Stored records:
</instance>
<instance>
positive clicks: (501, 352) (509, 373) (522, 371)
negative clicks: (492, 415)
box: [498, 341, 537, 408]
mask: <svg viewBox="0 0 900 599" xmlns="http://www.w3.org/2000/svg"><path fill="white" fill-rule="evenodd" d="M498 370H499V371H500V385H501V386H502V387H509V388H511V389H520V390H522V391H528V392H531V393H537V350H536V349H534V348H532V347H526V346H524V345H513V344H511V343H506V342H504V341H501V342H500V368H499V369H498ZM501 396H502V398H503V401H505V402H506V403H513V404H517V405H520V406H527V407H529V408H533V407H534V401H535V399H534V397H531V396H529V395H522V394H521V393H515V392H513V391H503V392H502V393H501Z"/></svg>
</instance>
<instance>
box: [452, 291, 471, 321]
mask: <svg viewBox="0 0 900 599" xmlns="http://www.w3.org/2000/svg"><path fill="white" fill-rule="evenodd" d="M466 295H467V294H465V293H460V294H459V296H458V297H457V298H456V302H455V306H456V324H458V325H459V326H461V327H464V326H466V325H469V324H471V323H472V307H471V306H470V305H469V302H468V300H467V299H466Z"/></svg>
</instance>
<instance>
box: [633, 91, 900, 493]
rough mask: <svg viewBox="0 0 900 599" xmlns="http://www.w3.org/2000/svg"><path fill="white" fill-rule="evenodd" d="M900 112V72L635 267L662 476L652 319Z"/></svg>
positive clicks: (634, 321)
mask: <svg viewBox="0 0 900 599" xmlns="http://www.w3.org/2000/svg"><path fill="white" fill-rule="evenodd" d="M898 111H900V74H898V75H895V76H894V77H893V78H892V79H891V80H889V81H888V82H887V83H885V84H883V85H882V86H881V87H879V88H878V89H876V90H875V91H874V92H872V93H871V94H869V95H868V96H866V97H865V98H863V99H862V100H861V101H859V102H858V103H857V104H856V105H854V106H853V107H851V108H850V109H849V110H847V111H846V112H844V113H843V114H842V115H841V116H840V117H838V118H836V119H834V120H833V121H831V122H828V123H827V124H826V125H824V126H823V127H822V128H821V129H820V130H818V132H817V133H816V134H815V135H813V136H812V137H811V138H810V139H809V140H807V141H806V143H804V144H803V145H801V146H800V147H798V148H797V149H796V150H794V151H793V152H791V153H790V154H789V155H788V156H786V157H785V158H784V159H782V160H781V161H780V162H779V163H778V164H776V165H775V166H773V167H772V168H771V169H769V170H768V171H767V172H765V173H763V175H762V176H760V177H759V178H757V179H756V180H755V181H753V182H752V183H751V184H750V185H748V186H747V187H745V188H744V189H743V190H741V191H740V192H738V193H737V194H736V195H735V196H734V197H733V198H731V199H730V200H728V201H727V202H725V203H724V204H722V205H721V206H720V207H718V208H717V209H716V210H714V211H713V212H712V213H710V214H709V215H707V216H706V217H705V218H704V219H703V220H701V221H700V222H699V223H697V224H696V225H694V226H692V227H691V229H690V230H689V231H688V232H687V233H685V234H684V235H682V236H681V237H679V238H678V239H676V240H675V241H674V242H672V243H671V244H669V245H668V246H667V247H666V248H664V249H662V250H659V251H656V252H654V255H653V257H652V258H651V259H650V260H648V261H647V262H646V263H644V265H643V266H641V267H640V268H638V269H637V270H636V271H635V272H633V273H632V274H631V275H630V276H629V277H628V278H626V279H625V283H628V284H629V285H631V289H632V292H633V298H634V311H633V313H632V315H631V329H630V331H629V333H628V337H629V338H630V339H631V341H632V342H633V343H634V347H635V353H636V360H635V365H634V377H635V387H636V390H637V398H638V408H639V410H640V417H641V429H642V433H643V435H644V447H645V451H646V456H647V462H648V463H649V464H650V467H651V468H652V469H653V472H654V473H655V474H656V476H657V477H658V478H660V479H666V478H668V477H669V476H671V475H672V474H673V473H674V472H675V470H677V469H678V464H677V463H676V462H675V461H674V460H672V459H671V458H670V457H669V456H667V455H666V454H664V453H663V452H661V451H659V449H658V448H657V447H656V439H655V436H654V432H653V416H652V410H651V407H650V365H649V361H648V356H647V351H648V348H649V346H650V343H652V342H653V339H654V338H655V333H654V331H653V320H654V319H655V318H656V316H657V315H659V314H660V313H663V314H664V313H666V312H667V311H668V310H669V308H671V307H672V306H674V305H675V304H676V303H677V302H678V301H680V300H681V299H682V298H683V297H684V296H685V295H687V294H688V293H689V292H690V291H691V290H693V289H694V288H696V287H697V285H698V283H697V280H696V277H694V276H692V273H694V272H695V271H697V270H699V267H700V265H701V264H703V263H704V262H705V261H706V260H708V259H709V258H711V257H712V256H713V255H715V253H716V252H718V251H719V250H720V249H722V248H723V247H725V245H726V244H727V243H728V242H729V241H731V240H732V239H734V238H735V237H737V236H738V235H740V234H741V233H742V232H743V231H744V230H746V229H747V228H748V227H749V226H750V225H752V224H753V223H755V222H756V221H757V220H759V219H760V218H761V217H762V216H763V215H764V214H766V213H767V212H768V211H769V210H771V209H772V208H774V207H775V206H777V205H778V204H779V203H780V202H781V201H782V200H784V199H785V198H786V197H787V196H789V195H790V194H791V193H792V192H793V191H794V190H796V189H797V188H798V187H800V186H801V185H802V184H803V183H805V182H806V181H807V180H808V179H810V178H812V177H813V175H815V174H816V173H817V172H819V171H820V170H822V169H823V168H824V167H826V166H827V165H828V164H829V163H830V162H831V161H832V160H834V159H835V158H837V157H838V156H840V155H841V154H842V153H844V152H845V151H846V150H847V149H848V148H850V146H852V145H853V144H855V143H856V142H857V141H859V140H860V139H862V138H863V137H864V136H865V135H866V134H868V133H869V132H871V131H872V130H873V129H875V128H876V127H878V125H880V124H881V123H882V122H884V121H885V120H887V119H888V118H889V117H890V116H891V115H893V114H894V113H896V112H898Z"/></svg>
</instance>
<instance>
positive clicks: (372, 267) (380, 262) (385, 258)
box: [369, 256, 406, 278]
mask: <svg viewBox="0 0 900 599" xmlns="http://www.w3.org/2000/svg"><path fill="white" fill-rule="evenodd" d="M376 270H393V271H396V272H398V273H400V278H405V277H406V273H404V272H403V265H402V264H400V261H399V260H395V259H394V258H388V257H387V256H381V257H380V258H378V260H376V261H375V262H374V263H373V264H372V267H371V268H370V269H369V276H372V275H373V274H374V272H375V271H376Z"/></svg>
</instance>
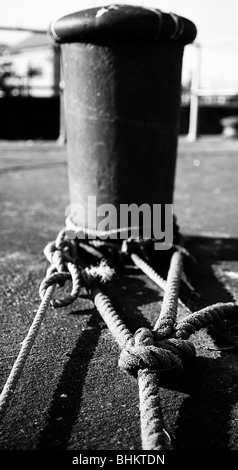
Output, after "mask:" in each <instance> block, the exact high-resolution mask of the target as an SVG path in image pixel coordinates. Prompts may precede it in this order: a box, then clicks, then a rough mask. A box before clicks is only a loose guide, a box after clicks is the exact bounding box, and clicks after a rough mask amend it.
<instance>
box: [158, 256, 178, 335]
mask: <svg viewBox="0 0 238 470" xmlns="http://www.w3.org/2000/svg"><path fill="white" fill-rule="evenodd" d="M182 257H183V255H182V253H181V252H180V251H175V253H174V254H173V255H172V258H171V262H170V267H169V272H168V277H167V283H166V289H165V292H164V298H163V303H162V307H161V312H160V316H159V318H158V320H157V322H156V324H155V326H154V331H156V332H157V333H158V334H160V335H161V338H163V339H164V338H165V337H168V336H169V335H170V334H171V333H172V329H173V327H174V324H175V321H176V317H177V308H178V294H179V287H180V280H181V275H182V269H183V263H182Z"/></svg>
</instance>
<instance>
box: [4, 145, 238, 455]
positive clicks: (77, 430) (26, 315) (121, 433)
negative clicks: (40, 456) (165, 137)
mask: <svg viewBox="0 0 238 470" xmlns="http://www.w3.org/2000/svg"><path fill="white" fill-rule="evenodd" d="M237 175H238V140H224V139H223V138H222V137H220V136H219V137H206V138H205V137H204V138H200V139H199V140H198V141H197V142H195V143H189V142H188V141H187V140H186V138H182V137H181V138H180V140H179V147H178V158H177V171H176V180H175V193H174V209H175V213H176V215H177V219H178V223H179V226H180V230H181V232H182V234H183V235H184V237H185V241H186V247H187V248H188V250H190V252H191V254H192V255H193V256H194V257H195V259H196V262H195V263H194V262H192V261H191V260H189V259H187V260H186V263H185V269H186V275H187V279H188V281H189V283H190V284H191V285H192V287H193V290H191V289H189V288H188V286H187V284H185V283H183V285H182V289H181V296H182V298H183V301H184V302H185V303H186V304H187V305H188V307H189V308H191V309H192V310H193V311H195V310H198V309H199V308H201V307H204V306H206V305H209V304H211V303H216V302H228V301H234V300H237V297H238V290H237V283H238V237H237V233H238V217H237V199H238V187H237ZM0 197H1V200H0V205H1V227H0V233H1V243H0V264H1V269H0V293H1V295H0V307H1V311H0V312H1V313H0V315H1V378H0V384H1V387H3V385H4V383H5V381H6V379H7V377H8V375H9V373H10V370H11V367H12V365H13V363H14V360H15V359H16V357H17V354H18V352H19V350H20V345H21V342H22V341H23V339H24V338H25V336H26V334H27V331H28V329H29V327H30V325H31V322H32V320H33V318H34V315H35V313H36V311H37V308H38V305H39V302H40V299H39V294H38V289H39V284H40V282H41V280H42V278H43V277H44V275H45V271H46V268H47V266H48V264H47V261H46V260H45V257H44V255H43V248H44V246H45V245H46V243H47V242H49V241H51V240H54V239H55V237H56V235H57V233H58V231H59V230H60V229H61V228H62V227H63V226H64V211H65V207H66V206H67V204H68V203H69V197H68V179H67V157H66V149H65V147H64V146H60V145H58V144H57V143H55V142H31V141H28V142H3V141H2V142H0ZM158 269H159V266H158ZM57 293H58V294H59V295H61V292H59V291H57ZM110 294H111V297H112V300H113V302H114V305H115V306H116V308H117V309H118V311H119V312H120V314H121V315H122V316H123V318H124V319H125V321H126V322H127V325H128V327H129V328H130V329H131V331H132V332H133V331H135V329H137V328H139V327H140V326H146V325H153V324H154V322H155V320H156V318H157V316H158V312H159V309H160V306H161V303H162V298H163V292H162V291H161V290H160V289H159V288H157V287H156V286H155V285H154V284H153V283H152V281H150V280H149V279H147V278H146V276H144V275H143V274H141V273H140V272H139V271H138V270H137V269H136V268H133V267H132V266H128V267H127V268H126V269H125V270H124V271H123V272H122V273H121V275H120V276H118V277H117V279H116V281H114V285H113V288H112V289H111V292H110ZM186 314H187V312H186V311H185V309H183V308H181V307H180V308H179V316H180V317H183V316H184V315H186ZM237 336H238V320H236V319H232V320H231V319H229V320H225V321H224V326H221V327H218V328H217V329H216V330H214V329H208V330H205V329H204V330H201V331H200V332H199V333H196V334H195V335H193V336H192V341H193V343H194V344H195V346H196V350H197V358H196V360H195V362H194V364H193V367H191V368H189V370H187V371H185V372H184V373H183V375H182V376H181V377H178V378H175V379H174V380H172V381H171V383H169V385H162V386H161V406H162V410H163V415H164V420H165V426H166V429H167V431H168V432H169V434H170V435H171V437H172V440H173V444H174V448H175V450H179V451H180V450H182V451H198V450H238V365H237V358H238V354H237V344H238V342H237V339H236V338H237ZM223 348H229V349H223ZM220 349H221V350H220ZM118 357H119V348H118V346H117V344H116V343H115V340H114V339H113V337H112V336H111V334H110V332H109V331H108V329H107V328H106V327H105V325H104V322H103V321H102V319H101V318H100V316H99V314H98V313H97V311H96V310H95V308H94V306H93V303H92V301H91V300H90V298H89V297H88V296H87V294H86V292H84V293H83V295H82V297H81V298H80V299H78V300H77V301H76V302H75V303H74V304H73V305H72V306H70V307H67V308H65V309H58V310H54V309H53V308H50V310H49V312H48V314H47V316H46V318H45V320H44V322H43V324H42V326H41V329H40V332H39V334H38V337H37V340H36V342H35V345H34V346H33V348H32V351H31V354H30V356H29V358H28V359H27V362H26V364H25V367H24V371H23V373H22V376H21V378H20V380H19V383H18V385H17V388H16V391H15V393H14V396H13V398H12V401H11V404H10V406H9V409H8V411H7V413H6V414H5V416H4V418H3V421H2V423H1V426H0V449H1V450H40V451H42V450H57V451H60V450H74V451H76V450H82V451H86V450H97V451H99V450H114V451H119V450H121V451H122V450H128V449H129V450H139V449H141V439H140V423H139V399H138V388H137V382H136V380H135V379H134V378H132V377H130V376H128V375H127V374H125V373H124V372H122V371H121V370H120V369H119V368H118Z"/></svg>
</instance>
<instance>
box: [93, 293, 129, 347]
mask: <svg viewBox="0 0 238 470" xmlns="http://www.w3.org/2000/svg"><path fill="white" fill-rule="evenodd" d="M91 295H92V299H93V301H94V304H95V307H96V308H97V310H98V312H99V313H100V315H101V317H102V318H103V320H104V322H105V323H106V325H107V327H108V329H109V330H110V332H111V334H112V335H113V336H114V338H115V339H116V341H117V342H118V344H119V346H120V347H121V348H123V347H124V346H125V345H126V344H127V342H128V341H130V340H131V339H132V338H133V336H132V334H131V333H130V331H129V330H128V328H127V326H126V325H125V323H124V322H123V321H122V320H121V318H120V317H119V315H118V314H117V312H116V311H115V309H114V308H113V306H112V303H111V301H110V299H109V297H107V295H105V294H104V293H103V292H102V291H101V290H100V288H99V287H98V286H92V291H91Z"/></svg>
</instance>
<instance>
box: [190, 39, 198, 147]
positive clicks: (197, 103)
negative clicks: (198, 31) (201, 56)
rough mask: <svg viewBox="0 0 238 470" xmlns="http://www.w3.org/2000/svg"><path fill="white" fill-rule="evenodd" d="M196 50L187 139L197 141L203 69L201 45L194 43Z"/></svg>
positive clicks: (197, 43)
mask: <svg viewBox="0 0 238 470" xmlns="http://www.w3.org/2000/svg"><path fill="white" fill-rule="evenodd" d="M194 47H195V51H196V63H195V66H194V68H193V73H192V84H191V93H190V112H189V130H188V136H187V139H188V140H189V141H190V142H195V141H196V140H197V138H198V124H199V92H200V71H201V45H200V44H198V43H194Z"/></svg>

> _Exercise_
Copy the lines from the start of the items through the line containing "box: [498, 341, 537, 408]", renaming "clicks" to "points" and leaving everything else unchanged.

> _Solution to the exercise_
</instance>
<instance>
positive points: (501, 352) (509, 373) (522, 371)
negative points: (492, 415)
box: [498, 341, 537, 408]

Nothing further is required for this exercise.